● **Do this**
Output exactly the lines from the line with "Practice. Put a dot on the mustache" through the end of the records below. Include nothing else.

● **Stored data**
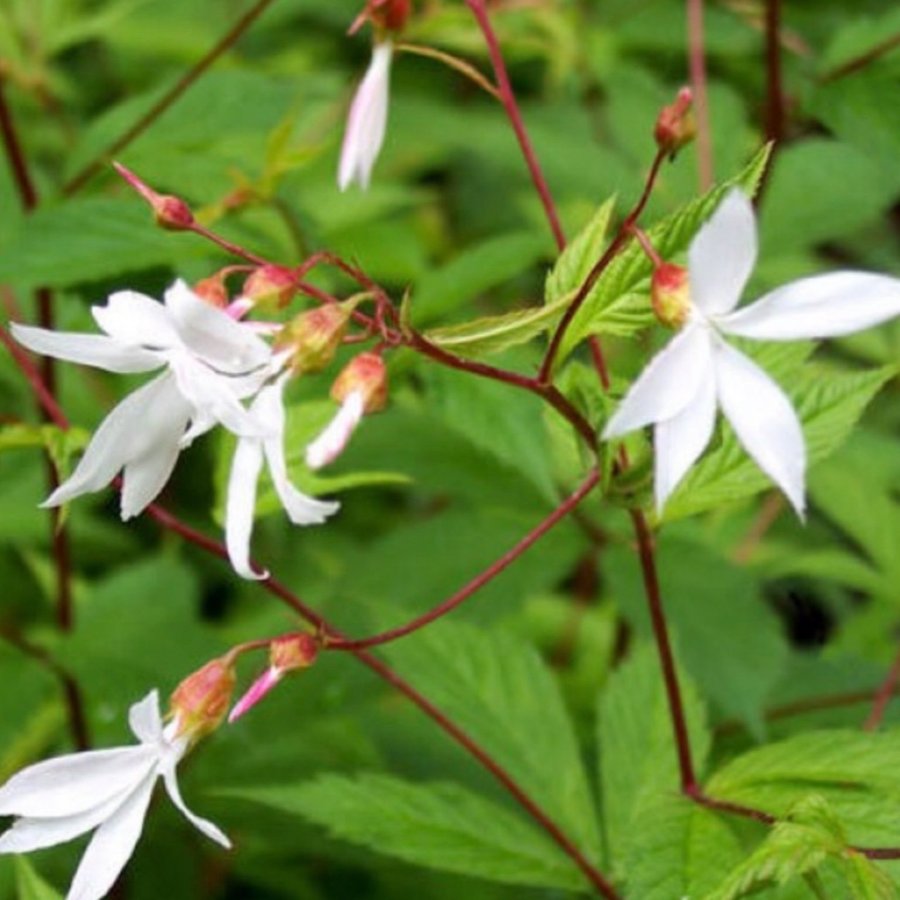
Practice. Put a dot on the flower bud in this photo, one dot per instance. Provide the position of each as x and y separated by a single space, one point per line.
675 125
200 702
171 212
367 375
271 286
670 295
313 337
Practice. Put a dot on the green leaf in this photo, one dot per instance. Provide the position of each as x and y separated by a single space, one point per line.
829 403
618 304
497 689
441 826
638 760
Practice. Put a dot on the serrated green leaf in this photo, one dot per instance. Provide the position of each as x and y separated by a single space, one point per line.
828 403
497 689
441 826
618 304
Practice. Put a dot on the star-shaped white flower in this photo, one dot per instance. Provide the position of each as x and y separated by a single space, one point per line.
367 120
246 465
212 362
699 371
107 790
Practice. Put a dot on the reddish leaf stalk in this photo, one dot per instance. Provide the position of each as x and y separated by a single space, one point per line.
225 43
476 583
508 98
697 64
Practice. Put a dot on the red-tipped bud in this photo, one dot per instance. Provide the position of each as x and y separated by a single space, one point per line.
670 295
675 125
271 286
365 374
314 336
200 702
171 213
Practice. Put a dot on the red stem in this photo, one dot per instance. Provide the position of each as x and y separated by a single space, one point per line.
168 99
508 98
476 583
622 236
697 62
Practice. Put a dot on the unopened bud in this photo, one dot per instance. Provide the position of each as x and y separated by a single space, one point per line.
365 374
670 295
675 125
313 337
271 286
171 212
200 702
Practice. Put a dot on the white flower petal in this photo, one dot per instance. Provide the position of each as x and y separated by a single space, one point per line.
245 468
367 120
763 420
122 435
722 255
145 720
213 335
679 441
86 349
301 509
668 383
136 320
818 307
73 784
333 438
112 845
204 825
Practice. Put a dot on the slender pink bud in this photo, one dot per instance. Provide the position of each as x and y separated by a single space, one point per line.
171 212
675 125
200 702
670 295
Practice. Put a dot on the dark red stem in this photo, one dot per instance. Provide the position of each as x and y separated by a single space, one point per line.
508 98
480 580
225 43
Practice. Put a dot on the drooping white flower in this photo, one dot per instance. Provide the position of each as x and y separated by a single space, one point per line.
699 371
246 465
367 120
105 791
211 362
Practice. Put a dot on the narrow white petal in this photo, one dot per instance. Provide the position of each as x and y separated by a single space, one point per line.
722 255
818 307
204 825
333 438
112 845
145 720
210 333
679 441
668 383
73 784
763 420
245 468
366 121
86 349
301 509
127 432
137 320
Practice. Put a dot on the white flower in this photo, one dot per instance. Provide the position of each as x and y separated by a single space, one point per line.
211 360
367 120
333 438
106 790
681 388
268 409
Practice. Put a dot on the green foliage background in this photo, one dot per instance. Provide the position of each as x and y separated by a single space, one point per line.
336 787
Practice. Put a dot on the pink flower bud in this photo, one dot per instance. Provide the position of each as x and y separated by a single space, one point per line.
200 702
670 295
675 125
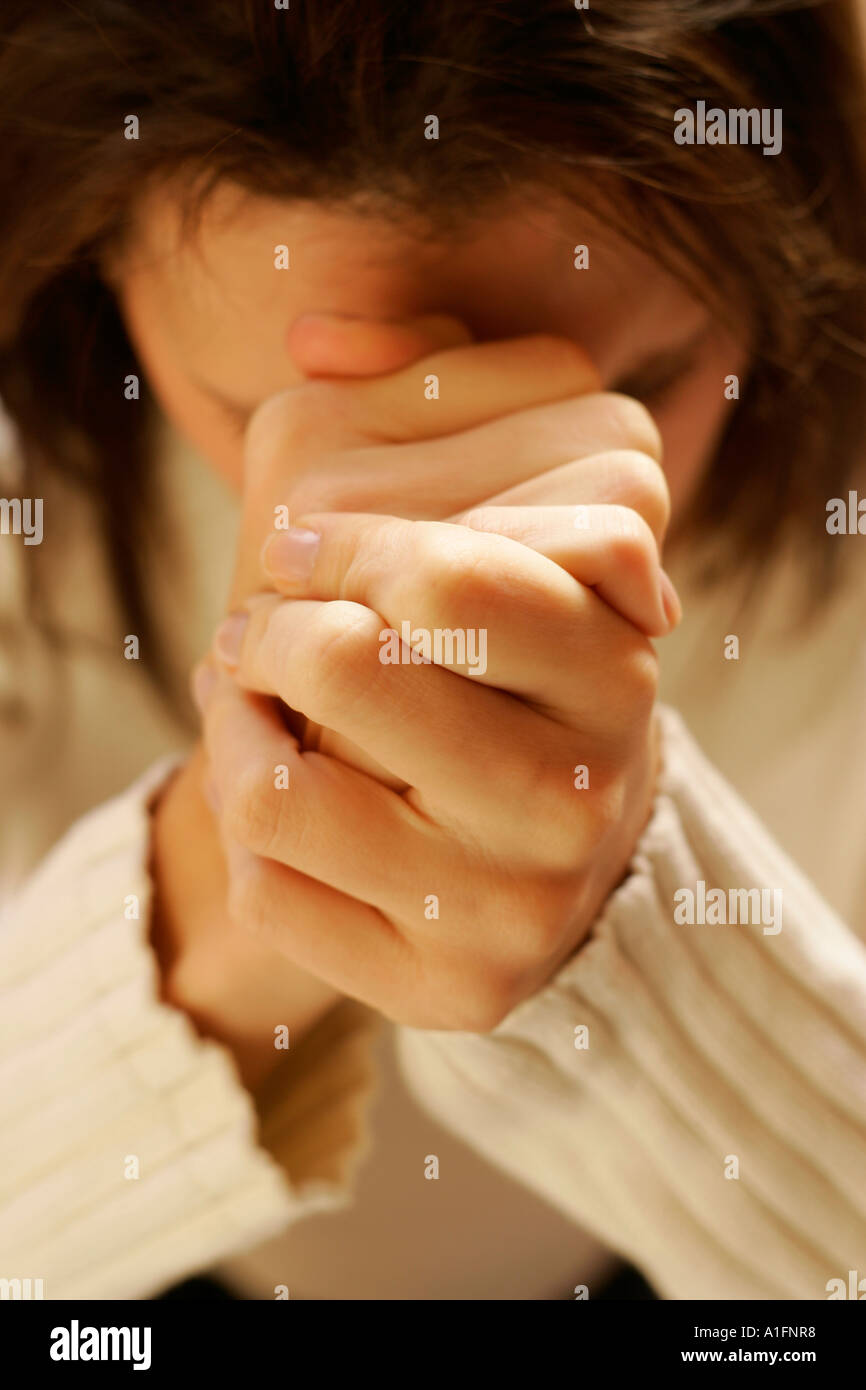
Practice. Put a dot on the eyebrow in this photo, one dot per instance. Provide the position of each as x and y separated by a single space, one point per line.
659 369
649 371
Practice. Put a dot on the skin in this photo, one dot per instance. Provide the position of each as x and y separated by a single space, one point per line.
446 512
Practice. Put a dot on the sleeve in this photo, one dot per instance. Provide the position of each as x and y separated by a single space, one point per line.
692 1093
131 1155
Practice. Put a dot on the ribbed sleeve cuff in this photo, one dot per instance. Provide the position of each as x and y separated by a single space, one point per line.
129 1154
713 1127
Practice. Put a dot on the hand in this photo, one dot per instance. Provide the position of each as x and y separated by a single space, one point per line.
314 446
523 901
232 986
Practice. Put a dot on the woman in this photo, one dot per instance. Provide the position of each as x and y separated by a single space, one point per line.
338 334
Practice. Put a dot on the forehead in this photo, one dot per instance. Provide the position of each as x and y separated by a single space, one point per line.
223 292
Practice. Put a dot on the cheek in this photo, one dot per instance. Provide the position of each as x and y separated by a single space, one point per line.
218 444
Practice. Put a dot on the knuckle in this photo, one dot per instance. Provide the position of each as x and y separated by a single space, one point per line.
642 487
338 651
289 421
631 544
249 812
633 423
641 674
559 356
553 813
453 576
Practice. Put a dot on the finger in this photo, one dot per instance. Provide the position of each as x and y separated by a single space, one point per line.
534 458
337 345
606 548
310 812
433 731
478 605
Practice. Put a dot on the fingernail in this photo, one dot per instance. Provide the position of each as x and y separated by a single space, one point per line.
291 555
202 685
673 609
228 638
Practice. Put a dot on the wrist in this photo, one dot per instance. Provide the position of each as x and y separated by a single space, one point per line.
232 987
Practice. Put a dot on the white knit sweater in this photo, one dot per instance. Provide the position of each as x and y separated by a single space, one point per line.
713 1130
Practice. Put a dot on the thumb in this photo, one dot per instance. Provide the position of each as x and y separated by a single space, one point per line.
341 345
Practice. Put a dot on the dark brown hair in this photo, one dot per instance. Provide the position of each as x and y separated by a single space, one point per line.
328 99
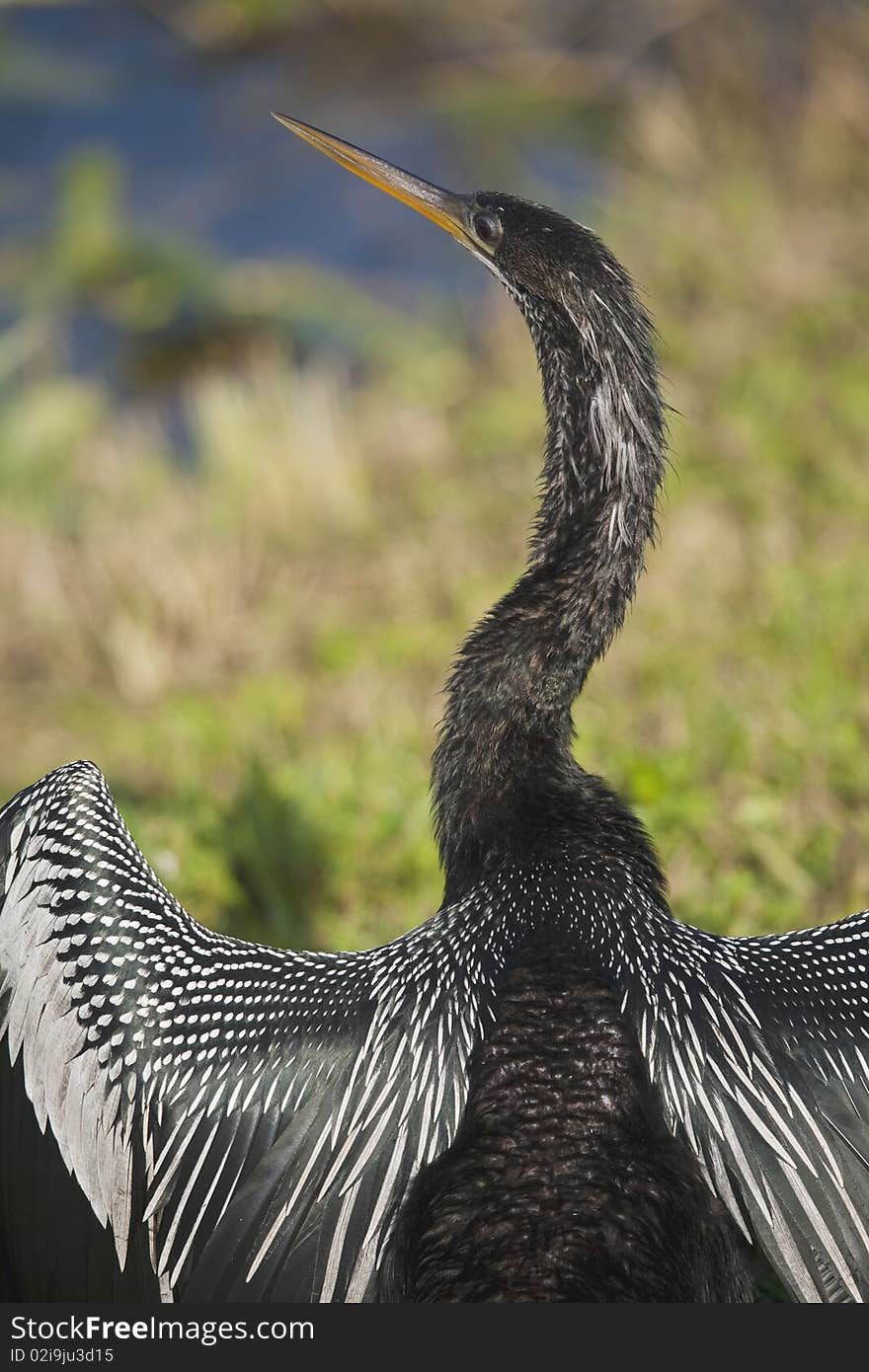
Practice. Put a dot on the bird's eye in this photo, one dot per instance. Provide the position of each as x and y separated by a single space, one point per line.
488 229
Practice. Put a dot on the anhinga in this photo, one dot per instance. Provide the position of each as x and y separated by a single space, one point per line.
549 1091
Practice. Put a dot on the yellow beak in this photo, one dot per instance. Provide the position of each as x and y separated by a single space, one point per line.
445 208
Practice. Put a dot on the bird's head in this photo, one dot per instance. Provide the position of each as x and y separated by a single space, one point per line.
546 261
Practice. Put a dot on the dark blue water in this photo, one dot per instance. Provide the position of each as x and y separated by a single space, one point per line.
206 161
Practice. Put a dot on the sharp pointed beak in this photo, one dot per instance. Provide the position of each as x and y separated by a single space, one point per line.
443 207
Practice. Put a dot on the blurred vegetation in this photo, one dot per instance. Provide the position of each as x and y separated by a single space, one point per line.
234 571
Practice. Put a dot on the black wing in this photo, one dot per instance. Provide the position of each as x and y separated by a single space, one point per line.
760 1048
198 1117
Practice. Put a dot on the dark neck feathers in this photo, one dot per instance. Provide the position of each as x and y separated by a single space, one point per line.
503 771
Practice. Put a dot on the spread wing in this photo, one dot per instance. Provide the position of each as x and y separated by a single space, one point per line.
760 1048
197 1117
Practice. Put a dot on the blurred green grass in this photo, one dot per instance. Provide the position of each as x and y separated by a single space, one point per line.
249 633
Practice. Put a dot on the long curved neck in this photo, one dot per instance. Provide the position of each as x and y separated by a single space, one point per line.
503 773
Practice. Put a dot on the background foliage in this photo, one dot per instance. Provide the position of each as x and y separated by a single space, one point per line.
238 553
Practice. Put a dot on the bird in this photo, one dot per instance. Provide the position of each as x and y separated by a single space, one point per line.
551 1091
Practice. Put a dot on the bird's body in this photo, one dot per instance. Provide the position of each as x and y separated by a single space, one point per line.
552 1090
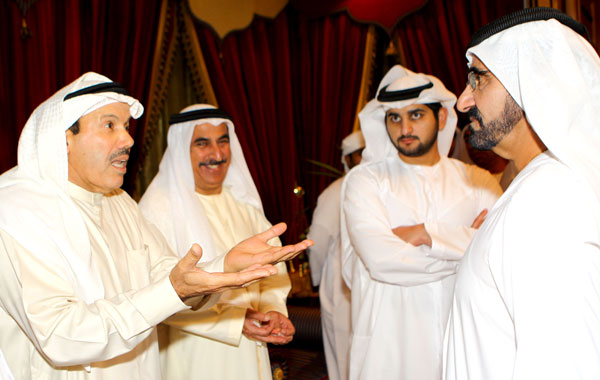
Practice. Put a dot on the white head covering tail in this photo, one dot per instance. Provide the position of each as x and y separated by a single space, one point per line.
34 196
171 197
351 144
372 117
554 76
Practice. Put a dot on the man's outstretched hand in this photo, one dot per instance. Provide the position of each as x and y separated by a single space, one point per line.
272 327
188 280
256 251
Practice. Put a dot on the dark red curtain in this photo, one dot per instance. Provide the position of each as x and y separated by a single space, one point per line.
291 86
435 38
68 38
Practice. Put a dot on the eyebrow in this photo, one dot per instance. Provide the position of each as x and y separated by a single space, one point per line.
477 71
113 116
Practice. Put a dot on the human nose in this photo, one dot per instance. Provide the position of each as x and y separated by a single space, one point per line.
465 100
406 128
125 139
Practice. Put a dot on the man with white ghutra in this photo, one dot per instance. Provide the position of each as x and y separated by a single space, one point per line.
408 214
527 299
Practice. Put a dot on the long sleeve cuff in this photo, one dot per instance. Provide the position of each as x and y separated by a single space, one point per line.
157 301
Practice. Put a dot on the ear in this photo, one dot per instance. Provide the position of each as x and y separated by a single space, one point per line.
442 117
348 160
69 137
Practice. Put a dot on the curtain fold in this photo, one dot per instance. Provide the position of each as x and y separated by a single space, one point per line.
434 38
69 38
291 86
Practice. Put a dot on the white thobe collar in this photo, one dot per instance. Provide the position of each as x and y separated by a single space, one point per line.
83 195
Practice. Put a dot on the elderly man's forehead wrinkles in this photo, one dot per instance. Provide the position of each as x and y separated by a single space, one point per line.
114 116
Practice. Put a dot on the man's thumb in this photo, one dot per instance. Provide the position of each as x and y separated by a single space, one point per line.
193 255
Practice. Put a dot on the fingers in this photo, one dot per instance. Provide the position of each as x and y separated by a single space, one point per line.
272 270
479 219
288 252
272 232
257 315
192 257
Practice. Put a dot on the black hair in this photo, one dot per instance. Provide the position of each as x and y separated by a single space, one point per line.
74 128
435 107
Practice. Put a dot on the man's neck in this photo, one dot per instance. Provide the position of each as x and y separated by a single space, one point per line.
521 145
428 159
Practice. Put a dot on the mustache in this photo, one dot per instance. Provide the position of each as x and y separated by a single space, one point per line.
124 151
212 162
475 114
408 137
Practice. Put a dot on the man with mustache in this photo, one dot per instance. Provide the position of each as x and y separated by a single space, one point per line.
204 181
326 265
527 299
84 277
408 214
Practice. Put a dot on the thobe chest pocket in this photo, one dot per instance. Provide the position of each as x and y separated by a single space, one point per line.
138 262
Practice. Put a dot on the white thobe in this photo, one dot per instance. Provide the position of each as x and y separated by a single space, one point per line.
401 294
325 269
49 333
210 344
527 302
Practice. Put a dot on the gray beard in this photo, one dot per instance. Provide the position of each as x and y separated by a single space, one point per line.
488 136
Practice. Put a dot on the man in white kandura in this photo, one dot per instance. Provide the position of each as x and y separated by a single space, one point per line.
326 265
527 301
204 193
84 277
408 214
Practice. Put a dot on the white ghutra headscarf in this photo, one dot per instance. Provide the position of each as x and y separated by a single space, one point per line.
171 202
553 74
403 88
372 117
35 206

● **Solution to this task**
Practice. Put a dot on the mustache in this photo, one dot per instance. Provide the position of each as x and y separated by a single space, one point per line.
124 151
212 162
475 114
408 137
Practice. Put a dot on the man with mustache in this photo, one dot per instance. Provide the position of each as x and y separated by a single space, one point per line.
204 181
326 265
527 299
84 277
408 214
Practice. Put a dot on the thobe chest pocket in this photo, one dot per instance. Provide the position of each as x and y separated by a single space, one point per line.
138 262
Practice. Put a dot on the white thobe in this photo, one dot per instance. Provide the position of each as x and y separated by a single space, one point per line.
401 294
325 269
49 333
210 344
527 302
Practice. Put a dot on the gray beard in this photo, one dot per instance. Provide the position of each as x and y separated by a single space, one point per line.
488 136
Practice. Put a dot on the man in white kandura in this photo, one dot per instance. Provide the position of each as x and y separated by a single space, one point per line.
326 265
527 301
204 193
84 277
408 214
Practice. Put a dot on the white ghutra headscarf in this photo, one dot per instance. Provide the position of each as x and y separated by a single space, one point per line.
171 202
553 74
403 88
372 117
35 206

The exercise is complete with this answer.